**À faire:**
• 1. Pouvez-vous résumer en deux phrases l'extrait sur la bataille de Poitiers ?
• 2. Les affirmations suivantes concordent-elles avec l'extrait sur la bataille de Poitiers ? Répondez par oui ou par non, en citant les mots décisifs du texte. (a) Le slogan « Je suis Charlie Martel » venait du compte Facebook de Génération identitaire. (b) Les auteurs de l'essai considèrent la bataille de Poitiers comme un événement majeur de l'histoire de France. (c) La couverture de Valeurs actuelles citée dans l'extrait date du 5 décembre 2013.

**Extrait à lire:**
+ + +
Le blog des éditions Libertalia

Charles Martel et labataille de Poitiers, dans Panorama des idées

mardi 8 décembre 2015 :: Permalien

— REVUE de PRESSE —

Recension publiée dans Panorama des idées, n°6, décembre-février 2016.

« J’essuie Charles Martel. »

La bataille de Poitiers qui opposa en 732 les Francs de Charles Martel et les troupes du gouverneur d’al-Andalus Abd al-Rahmân est devenue l’objet d’un enjeu mémoriel pour l’extrême droite, que deux historiens démontent avec bonheur.

« Je suis Charlie Martel ! » Le 8 janvier dernier, au lendemain de la tuerie à Charlie Hebdo, ce slogan étrange résonnait à contretemps de l’ambiance d’unité au sein d’un peuple qui clamait l’unisson « Je suis Charlie ». Ce détournement vicieux venait du compte Facebook du mouvement d’extrême droite Génération identitaire. Jean-Marie Le Pen lui-même avait malicieusement adopté le slogan, rajoutant « si vous voyez ce que je veux dire ». Mais que venait faire Charles Martel dans cette galère ? Simplement conforter dans le discours frontiste l’idée selon laquelle les musulmans vivant en France n’étaient que les lointains héritiers des troupes d’Abd al-Rahmân, battues à Poitiers en 732 par Charles Martel !
Dans un essai éclairant, Charles Martel et la bataille de Poitiers. De l’histoire au mythe identitaire, deux historiens William Blanc, Christophe Naudin se sont intéressés au destin de Charles Martel dans notre roman national. Pourquoi la bataille de Poitiers, opposant les Francs et les troupes du gouverneur d’al-Andalus Abd al-Rahmân, est-elle soudainement devenue un « enjeu de mémoire », sinon un mythe identitaire ? Déjà auteurs d’un livre remarqué sur les instrumentalisations politiques de notre histoire par des historiens tendancieux, Les Historiens de garde (Inculte, 2013), les auteurs expliquent clairement que la bataille de Poitiers reste un événement mineur de notre histoire, tout en notant qu’il « ne doit sa survie mémorielle qu’à l’utilisation qui en a été faite, depuis les années 1880, par l’extrême droite et le courant nationaliste ». Charles Martel, symbole de l’histoire massacrée, symbole de la Chrétienté résistant aux assauts de l’Islam : la couverture de l’hebdomadaire Valeurs actuelles, le 5 décembre 2013, en fut un indice saisissant.
+ + +
**Données fournies:**
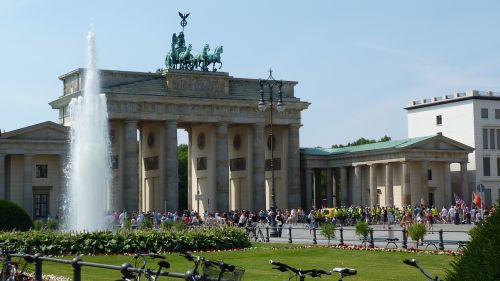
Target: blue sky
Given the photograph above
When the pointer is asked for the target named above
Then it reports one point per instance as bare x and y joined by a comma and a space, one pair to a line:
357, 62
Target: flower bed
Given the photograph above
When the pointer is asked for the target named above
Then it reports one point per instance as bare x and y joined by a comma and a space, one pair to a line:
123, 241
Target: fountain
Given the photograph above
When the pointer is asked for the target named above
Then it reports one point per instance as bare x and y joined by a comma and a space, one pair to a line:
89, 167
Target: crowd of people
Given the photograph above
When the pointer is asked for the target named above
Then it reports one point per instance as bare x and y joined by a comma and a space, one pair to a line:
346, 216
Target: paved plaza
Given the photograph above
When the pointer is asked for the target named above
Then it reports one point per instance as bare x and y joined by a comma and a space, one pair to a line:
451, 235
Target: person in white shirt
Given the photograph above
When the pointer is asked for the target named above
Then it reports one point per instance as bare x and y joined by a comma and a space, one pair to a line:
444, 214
+ + +
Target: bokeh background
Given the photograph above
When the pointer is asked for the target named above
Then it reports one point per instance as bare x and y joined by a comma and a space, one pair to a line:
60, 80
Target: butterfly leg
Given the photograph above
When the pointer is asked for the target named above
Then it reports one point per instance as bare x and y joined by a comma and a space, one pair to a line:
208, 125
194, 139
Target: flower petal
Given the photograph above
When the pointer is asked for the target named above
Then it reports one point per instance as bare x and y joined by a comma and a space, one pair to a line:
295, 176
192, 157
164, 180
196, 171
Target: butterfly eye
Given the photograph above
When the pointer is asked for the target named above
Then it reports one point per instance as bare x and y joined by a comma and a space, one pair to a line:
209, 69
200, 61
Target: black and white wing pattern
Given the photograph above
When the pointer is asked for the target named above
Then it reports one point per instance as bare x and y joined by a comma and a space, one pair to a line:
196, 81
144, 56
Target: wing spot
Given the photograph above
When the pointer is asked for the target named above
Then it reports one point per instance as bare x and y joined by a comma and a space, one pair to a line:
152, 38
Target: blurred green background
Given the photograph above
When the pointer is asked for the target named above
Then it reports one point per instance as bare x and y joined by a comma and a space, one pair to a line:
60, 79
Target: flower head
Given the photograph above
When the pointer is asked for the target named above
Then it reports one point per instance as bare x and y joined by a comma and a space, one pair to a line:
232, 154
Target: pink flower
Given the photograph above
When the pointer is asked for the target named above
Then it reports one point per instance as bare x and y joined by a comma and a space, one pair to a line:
+ + +
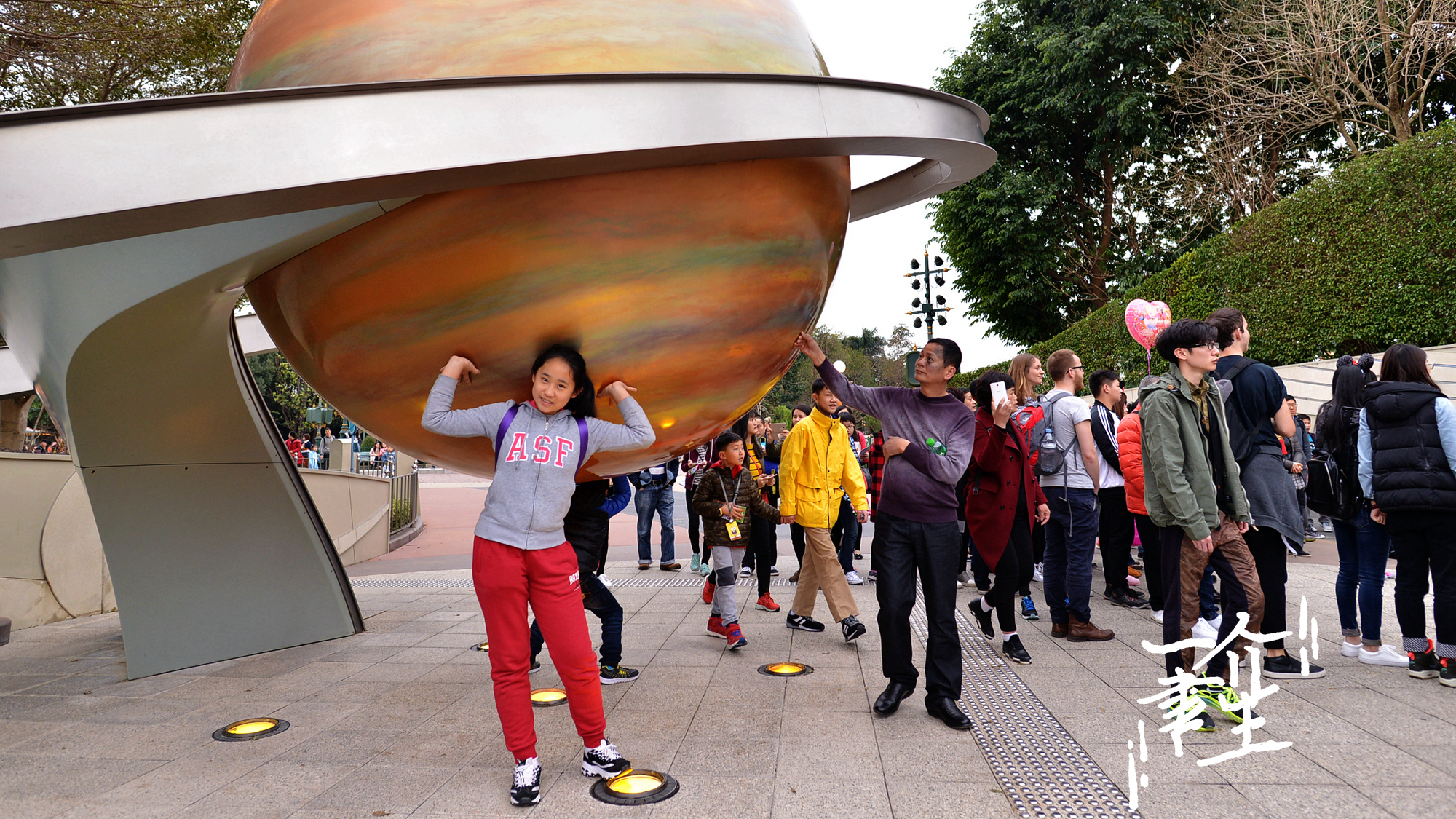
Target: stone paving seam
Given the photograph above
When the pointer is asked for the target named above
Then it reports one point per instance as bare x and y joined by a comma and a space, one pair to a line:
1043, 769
+ + +
**Réponses par tâche:**
• 1. Au lendemain de la tuerie à Charlie Hebdo, le mouvement d'extrême droite Génération identitaire a lancé le slogan « Je suis Charlie Martel », repris par Jean-Marie Le Pen, pour présenter les musulmans vivant en France comme les lointains héritiers des troupes d'Abd al-Rahmân battues à Poitiers en 732. Dans leur essai, les historiens William Blanc et Christophe Naudin expliquent que cette bataille reste un événement mineur, qui ne doit sa survie mémorielle qu'à l'utilisation qu'en font l'extrême droite et le courant nationaliste depuis les années 1880.

• 2.
(a) Oui : « Ce détournement vicieux venait du compte Facebook du mouvement d’extrême droite Génération identitaire. »
(b) Non : « la bataille de Poitiers reste un événement mineur de notre histoire »
(c) Oui : « la couverture de l’hebdomadaire Valeurs actuelles, le 5 décembre 2013 »